* Required work
Return every entry exactly.

◇ ◇ ◇

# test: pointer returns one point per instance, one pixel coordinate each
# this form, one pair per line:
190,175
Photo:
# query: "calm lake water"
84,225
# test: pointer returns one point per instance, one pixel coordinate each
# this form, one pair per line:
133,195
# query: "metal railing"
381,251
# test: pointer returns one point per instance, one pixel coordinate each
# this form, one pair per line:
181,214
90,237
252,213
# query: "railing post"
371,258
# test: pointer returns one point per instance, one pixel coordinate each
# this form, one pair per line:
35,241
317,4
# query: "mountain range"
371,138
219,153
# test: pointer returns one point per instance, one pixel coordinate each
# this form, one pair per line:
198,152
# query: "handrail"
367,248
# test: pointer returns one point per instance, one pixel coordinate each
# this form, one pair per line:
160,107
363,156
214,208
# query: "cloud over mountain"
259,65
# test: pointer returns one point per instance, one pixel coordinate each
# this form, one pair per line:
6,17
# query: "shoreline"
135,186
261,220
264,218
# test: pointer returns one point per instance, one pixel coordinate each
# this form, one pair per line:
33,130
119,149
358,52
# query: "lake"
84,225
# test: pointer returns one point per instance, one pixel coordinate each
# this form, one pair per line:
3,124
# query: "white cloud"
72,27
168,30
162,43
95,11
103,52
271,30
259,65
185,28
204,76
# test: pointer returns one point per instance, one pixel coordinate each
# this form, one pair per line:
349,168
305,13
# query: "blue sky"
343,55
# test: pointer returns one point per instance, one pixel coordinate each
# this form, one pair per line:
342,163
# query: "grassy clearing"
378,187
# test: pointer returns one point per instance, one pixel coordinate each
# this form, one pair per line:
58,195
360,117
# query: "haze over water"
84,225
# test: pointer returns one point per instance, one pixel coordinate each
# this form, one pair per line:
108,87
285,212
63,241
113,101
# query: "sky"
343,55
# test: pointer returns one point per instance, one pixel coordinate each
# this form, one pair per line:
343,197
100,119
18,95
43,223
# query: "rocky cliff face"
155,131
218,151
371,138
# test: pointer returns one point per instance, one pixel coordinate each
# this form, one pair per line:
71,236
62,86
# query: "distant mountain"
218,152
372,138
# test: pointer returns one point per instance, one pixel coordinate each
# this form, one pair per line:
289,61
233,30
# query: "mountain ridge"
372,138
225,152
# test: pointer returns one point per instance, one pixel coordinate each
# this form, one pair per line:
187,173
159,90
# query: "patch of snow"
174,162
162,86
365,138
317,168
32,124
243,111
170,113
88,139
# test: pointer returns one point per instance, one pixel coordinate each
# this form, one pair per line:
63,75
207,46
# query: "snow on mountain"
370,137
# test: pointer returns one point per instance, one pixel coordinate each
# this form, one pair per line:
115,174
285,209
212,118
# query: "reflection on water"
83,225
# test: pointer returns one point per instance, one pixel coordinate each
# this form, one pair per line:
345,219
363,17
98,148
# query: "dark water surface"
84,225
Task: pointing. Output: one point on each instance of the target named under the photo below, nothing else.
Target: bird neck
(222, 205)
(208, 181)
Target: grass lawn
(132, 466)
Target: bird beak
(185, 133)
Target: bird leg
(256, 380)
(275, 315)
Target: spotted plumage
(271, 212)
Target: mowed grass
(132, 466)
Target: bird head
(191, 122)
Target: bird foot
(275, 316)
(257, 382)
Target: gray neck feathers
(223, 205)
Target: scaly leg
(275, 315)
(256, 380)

◇ ◇ ◇

* Written response
# test: pointer returns one point per instance, one pixel coordinate each
# this form, one pair per line:
190,175
Photo:
# query: "calm lake water"
84,225
# test: pointer returns one point per instance, one pixel coordinate each
# this form, one pair per line:
133,195
# query: "metal railing"
381,251
# test: pointer returns one point per instance, one pixel coordinate each
# this form, one pair per line:
181,214
90,237
252,213
# query: "railing post"
371,258
# test: pointer returns one point per instance, one pixel coordinate each
# this form, one pair per line:
35,241
317,4
# query: "mountain range"
371,138
219,153
# test: pointer returns one point per instance, one pixel coordinate each
# this form, one pair per line:
198,152
# query: "handrail"
367,248
# test: pointer returns one point per instance, one pixel coordinate each
# this form, one pair per line:
160,107
363,156
214,208
# query: "cloud over mountain"
259,65
# test: pointer returns one point per instance, one pixel coordinate each
# this form, one pair per line:
6,17
# query: "shoreline"
135,186
261,220
264,218
# test: pointer returns one point per instance, one pixel coordinate each
# this form, one pair per line:
33,130
119,149
358,52
# query: "lake"
84,225
# test: pointer returns one point per instance, one pixel coordinate each
# this form, one pair per line:
3,124
# query: "white cloud"
72,27
168,30
162,43
95,11
103,52
271,30
259,65
185,28
204,76
# test: pointer returns one point per instance, one pixel coordinate each
# this form, one pair per line:
349,168
305,13
# query: "blue sky"
343,55
# test: pointer returns one point per instance, one pixel coordinate each
# this form, one pair per line:
342,163
# query: "grassy clearing"
378,187
# test: pointer returns one point per instance, one pixel coordinate each
# this form, one pair per line:
58,195
360,117
# query: "haze over water"
84,225
# test: pointer returns one point per instance, one pixel coordinate each
# this form, one pair per line:
108,87
285,212
63,241
113,101
# query: "sky"
343,55
# test: pointer returns one point per instance, one pixel coordinate each
# this form, one pair per line:
343,197
100,119
18,95
43,223
# query: "rocky cliff face"
155,131
218,151
371,138
# test: pointer returns one point per instance, one pixel coordinate each
# this form, one pair per line:
71,236
62,86
# query: "distant mountain"
218,152
372,138
# test: pointer returns one point per instance, one pixel coordinate each
# this form, one pair per line:
289,61
233,30
# query: "mountain ridge"
372,138
225,152
# test: pointer returns one point per instance, one pixel coordinate each
# this form, one pair per line:
187,173
159,90
# query: "patch of snow"
174,162
162,86
365,138
317,168
32,124
243,111
170,113
88,139
# test: pointer returns one point per instance, one pixel coordinate each
# this form, one pair per line:
63,75
207,46
# query: "snow on mountain"
370,137
# test: pointer returns one point per instance, one pixel coordinate each
# this form, one pair per line:
115,174
285,209
212,118
# query: "reflection on water"
83,225
# test: pointer returns one point per instance, one pixel coordinate each
# this form, one pair per line:
345,219
363,17
98,148
# query: "dark water surface"
84,225
Task: pointing. Output: one point on each instance of the target named under the photo below, nothing else.
Target: bird neck
(222, 205)
(208, 181)
Target: grass lawn
(132, 466)
Target: bird beak
(185, 133)
Target: bird leg
(256, 380)
(275, 315)
Target: spotted plumage
(271, 212)
Target: mowed grass
(132, 466)
Target: bird head
(191, 122)
Target: bird foot
(275, 316)
(257, 382)
Target: gray neck feathers
(223, 205)
Target: scaly leg
(275, 315)
(256, 380)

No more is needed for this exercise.